Rows drawn from a dataset
········

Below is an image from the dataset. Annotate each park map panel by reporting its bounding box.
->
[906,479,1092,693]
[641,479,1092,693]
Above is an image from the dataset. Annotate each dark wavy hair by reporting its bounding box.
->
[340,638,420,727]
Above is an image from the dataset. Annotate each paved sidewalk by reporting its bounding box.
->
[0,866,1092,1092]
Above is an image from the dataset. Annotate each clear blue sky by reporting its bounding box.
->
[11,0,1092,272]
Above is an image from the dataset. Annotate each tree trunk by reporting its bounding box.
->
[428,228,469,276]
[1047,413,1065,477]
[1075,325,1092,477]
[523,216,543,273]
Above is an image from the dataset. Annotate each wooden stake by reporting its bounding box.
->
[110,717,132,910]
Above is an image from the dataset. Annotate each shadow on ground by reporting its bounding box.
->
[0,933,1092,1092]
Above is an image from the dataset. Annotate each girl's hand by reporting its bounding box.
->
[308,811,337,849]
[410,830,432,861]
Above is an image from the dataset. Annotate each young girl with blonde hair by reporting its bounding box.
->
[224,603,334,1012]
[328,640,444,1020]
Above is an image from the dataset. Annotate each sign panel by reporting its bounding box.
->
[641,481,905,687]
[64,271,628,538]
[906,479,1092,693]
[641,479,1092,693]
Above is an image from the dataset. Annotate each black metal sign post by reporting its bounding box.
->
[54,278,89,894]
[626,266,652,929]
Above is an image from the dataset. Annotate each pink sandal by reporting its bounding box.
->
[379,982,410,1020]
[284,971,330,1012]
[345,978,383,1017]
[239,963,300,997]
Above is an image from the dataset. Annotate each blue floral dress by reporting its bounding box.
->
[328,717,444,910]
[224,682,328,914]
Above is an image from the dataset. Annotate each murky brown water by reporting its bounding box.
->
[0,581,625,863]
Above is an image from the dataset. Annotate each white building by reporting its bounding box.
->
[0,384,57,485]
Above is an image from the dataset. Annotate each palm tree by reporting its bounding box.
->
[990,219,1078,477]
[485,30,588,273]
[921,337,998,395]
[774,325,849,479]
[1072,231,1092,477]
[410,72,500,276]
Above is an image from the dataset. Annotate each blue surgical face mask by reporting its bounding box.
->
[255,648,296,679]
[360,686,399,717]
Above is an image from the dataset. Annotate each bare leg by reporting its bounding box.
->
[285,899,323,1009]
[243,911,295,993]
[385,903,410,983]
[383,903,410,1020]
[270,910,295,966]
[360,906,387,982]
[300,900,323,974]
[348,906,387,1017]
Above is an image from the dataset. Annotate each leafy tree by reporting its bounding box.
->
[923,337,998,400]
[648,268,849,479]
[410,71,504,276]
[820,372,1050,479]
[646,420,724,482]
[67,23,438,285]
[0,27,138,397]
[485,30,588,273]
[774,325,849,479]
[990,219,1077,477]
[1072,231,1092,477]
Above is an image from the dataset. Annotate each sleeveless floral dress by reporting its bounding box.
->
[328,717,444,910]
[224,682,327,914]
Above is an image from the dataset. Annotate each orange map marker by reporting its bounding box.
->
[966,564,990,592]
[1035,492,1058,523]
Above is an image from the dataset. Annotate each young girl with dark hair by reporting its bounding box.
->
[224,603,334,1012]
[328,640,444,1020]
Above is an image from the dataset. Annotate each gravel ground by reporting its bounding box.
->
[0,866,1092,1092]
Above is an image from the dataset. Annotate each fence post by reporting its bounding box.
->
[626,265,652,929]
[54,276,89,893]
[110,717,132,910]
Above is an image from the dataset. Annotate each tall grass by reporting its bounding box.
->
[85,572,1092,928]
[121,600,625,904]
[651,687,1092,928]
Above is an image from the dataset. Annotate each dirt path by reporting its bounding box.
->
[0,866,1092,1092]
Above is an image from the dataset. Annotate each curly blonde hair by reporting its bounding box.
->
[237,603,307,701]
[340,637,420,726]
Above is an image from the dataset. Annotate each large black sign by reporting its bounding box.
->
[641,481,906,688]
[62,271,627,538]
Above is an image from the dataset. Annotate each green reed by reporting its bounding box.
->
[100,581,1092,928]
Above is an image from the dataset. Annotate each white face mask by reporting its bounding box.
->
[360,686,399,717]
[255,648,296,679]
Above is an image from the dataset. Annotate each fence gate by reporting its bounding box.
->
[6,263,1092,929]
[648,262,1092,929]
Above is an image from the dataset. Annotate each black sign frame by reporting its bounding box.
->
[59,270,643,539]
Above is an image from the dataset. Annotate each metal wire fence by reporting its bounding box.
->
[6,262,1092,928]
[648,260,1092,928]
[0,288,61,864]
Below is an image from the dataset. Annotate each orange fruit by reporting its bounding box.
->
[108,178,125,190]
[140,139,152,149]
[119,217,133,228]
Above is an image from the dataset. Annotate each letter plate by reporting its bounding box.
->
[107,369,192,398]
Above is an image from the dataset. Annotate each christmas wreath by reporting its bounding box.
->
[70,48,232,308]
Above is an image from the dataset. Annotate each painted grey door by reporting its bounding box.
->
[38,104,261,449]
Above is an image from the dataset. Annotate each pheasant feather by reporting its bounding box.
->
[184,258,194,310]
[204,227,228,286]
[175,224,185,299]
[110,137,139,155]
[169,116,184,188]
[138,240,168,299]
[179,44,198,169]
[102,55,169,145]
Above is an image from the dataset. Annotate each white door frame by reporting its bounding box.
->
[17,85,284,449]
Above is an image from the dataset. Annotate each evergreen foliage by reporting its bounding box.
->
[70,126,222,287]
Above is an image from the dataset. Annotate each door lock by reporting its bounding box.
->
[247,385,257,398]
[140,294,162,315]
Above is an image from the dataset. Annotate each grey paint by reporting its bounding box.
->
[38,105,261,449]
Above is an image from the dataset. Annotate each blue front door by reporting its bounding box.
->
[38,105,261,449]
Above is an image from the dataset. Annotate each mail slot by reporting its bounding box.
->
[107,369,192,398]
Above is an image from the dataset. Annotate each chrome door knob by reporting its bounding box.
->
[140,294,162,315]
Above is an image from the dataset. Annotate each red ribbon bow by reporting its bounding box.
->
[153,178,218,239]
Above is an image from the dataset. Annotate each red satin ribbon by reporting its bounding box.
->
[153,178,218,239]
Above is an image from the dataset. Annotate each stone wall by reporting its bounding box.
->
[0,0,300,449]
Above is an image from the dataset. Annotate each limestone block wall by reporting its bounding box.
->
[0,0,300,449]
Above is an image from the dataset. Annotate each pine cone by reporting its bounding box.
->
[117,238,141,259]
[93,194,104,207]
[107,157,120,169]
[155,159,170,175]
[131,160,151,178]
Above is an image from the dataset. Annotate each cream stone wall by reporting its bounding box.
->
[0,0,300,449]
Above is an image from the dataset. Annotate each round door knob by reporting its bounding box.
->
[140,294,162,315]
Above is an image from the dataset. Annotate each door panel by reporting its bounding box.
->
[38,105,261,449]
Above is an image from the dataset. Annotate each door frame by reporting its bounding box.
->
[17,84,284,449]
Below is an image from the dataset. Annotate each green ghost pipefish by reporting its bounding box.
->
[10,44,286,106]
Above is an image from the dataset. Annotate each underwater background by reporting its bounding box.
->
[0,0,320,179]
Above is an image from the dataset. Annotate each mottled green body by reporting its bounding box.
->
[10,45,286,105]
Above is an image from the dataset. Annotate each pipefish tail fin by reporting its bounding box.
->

········

Reproduce the entire listing above line for line, without altering any character.

» **Solution to the exercise**
Below is an image from the dataset. Annotate each park map panel by reporting its bounding box.
->
[906,479,1092,693]
[641,479,1092,693]
Above is an image from the dataset. Annotate each dark wavy hair by reporting its bounding box.
->
[340,638,420,727]
Above is an image from the dataset. Annotate each paved sidewalk by reporting its bounding box.
->
[0,866,1092,1092]
Above is an image from the dataset. Annotate each clear blue sky by reporting its bounding box.
->
[11,0,1092,272]
Above is an image from the dataset. Annotate each tree trunk by reporting its bounding box.
->
[428,228,469,276]
[1047,413,1065,477]
[1075,325,1092,477]
[523,216,543,273]
Above is an image from the dataset. Annotate each wooden stake by reporting its bounding box.
->
[110,717,132,910]
Above is an image from the dataset. Annotate each shadow on ground by reporting its bounding box.
->
[0,933,1092,1092]
Above is an image from the dataset. Annotate each girl's hand by reporting its bounding box.
->
[308,811,337,849]
[410,830,432,861]
Above is an image from the dataset. Annotate each young girl with blonde hair by reporting its bounding box.
->
[224,603,334,1012]
[328,640,444,1020]
Above is an image from the dataset. Annotate each sign panel by reporting its bounding box.
->
[641,481,905,687]
[64,271,628,538]
[906,479,1092,693]
[641,479,1092,693]
Above is an image from the dataset. Annotate each black metal sign post by reporting its bounding box.
->
[54,278,89,894]
[626,266,652,929]
Above is an image from the dataset. Annotate each pink sandal by reporting its bounding box.
->
[379,982,410,1020]
[284,971,330,1012]
[345,978,383,1017]
[239,963,300,997]
Above is an image from the dataset. Annotate each blue floral dress by reporting its bounding box.
->
[328,717,444,910]
[224,682,328,914]
Above is an image from the dataset. Annotate each murky brown water by reporting its bounding box.
->
[0,581,625,863]
Above is an image from the dataset. Annotate each white building by reporting its bounding box.
->
[0,384,57,485]
Above is an image from the dataset. Annotate each palm tree by reporting its bounding box.
->
[990,219,1078,477]
[485,30,588,273]
[921,337,998,395]
[774,325,849,479]
[1072,231,1092,477]
[410,72,500,276]
Above is an image from the dataset. Annotate each blue surgical face mask by reporting its bounding box.
->
[255,648,296,679]
[360,686,399,717]
Above is an image from the dataset. Annotate each bare leg by reporting its bounding box.
->
[285,899,323,1009]
[243,911,295,993]
[385,903,410,983]
[383,903,410,1020]
[270,910,295,966]
[360,906,387,982]
[300,900,323,974]
[348,906,387,1017]
Above is an image from the dataset. Annotate each leafy tree by reporting its bounding box.
->
[923,337,998,400]
[648,268,849,479]
[410,71,504,276]
[820,372,1050,479]
[646,420,724,482]
[67,23,438,285]
[0,27,138,397]
[485,30,588,273]
[774,325,849,479]
[990,219,1077,477]
[1072,231,1092,477]
Above is an image from the dataset. Annotate each sleeveless floral dress by reporting its bounding box.
->
[328,717,444,910]
[224,682,327,914]
Above is an image from the dataset. Annotate each orange map marker by reporting its bounding box.
->
[966,564,990,592]
[1035,492,1058,523]
Above is an image from the dataset. Annotate each young girl with dark hair by reporting its bounding box.
->
[224,603,334,1012]
[328,640,444,1020]
Above is an image from the dataset. Annotate each gravel ground by reporting its bounding box.
->
[0,866,1092,1092]
Above is an image from the dataset. Annotate each fence post by reporting its bounding box.
->
[626,265,652,929]
[54,276,89,893]
[110,717,132,910]
Above is an image from the dataset. Annotate each tall grass by reporting its bounding box.
->
[85,572,1092,928]
[121,600,625,904]
[651,687,1092,928]
Above is an image from the dataset. Annotate each dirt path by reporting its bounding box.
->
[0,866,1092,1092]
Above is an image from the dataset. Annotate each curly blonde hair by reporting its bounding box.
->
[237,603,307,701]
[340,637,420,726]
Above is an image from the dataset. Annotate each large black sign by reporting its bounding box.
->
[641,481,906,688]
[62,271,627,538]
Above is an image from the dataset. Annotate each green reed by reporting its bounding box.
->
[100,581,1092,928]
Above is an image from the dataset. Annotate each white face mask by reporting its bounding box.
->
[360,686,399,717]
[255,648,296,679]
Above is an image from the dataset. Annotate each fence gate by reporting its bounding box.
->
[6,263,1092,929]
[648,262,1092,929]
Above is an image from the dataset. Annotate each black sign frame by reporting its bounding box.
->
[59,270,643,539]
Above is an image from the dataset. Annotate each metal wire fence by reporting its bounding box.
->
[6,262,1092,928]
[648,260,1092,928]
[0,288,61,864]
Below is an image from the dataset. Annotate each orange fruit by reporting its bounding box.
->
[108,178,125,190]
[140,139,152,149]
[119,217,133,228]
Above is an image from the dataset. Annotate each letter plate by reporting its bounding box.
->
[107,369,192,398]
Above is an image from the dataset. Annotate each christmas wreath by reporting its bounding box.
->
[70,48,232,308]
Above is an image from the dataset. Annotate each painted grey door by reporting its bounding box.
->
[38,104,261,449]
Above is an image from the dataset. Annotate each pheasant feather by reporting its bounding box.
->
[184,258,194,310]
[204,227,228,286]
[175,224,185,299]
[110,137,139,155]
[169,116,184,188]
[138,240,168,299]
[179,44,198,169]
[102,55,169,145]
Above is an image from the dataset. Annotate each white door frame by reporting its bounding box.
->
[17,85,284,449]
Above is an image from the dataset. Annotate each evergreen foliage by reporting its bounding box.
->
[70,126,222,287]
Above is an image from the dataset. Annotate each door lock by reporting its bounding box.
->
[247,385,257,398]
[140,294,162,315]
Above is an image from the dataset. Annotate each grey paint by reporting its bounding box.
->
[38,105,261,449]
Above is an image from the dataset. Annotate each blue front door by reporting its bounding box.
->
[38,105,261,449]
Above is an image from the dataset. Annotate each mail slot by reporting its bounding box.
->
[107,369,192,398]
Above is an image from the dataset. Annotate each chrome door knob by reporting its bounding box.
->
[140,294,162,315]
Above is an image from the dataset. Annotate each red ribbon bow by reporting its bounding box.
->
[153,178,218,239]
Above is an image from the dataset. Annotate each red satin ribbon by reporting its bounding box.
->
[153,178,218,239]
Above is an image from the dataset. Annotate each stone wall by reporting its bounding box.
->
[0,0,300,449]
Above is an image from the dataset. Annotate each limestone block wall by reporting its bounding box.
->
[0,0,300,449]
Above is an image from the dataset. Annotate each pine cone by reporting its bounding box.
->
[117,238,141,259]
[93,194,104,207]
[107,157,120,169]
[155,159,170,175]
[131,160,151,178]
Above is an image from the dataset. Annotate each cream stone wall by reporting its bounding box.
->
[0,0,300,449]
Above is an image from the dataset. Annotate each round door knob by reporting its bounding box.
->
[140,294,162,315]
Above is an image from the dataset. Annotate each door panel by reporting its bounding box.
->
[38,105,261,449]
Above is an image from the dataset. Annotate each door frame by reporting its bounding box.
->
[17,84,284,449]
Below is an image from the dataset. Annotate each green ghost pipefish by reporting its bounding box.
->
[10,44,286,106]
Above is an image from the dataset. Annotate each underwater background by reporting its bounding box.
->
[0,0,320,179]
Above is an image from the dataset. Annotate each mottled green body by reporting its bounding box.
->
[10,45,286,105]
Above is an image from the dataset. Annotate each pipefish tail fin by reporting its bounding box.
->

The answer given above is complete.